Work task:
For this exercise, copy exactly only the lines from the one containing "Annotate each instance of the cap" to the final line of the material below, without the pictures.

------------------------

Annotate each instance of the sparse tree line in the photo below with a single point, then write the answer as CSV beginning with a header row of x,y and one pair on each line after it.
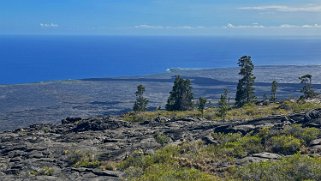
x,y
181,96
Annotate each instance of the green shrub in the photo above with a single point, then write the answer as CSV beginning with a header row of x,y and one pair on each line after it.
x,y
295,167
305,134
164,172
243,146
284,144
224,138
164,155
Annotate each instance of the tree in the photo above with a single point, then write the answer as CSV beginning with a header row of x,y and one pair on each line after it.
x,y
273,91
201,105
307,89
245,88
223,106
181,96
141,102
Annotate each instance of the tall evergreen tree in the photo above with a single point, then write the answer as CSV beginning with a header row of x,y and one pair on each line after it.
x,y
245,88
141,102
273,91
181,96
223,106
201,105
307,89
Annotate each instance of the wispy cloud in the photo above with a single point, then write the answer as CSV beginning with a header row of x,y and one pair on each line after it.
x,y
256,26
186,27
284,8
253,25
49,25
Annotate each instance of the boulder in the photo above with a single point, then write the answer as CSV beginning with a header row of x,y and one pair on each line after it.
x,y
313,118
99,125
70,120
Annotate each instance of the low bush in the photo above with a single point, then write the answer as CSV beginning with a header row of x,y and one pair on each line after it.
x,y
243,146
284,144
162,172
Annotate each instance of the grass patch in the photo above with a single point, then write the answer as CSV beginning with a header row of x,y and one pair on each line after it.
x,y
247,112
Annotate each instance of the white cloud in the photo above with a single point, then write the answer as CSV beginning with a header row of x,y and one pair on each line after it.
x,y
256,26
186,27
300,26
283,8
49,25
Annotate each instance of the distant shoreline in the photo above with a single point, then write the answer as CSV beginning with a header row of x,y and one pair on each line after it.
x,y
174,70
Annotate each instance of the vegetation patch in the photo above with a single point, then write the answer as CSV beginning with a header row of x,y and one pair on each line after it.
x,y
295,167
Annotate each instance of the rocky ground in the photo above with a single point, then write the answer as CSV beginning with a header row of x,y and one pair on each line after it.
x,y
49,102
48,152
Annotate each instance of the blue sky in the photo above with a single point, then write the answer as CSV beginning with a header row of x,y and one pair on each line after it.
x,y
161,17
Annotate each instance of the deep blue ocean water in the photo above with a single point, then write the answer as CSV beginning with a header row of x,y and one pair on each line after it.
x,y
26,59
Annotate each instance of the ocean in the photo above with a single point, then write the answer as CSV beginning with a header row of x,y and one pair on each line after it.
x,y
26,59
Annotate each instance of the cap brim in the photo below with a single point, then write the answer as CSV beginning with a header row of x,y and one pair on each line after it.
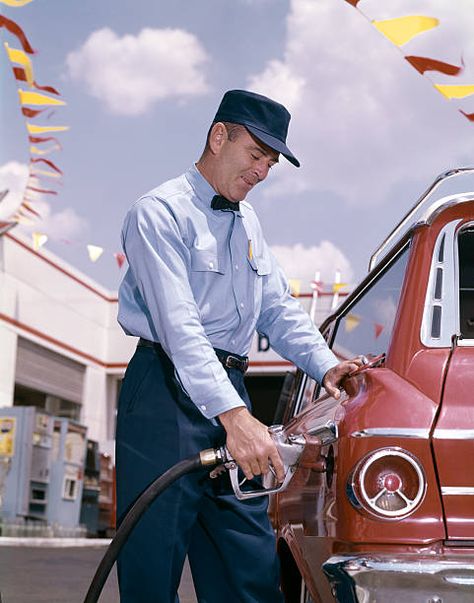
x,y
274,143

------------------------

Result of this exercise:
Annotate each instance of the cap brim in the photo below with a single point, then write the answer as CSV beginning with a header row of x,y and one pair on each line after it.
x,y
274,143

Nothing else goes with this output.